▶ [Exercise requirements]: Return every line of the records below word for word, leaving out the pictures.

Point placement records:
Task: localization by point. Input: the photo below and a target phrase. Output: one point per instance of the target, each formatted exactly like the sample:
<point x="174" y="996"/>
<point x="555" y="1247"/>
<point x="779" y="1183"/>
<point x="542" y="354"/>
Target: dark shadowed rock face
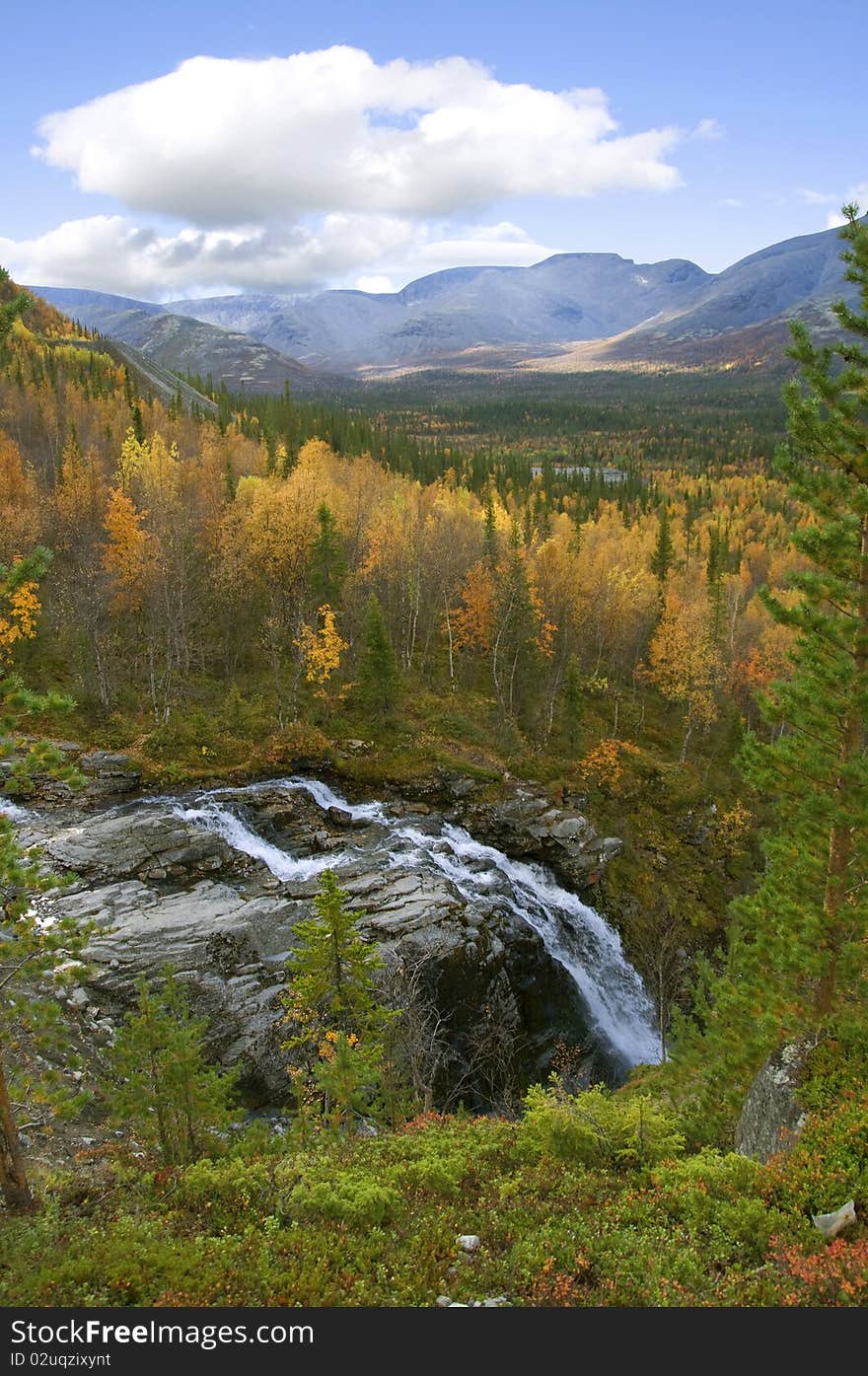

▶ [Reply]:
Task: localization by point. Input: the photo below and a target phrase. Output: one point per instance of the target, each formatted exactly like the sample:
<point x="174" y="996"/>
<point x="555" y="1247"/>
<point x="779" y="1183"/>
<point x="542" y="354"/>
Target: dark shadowed rock face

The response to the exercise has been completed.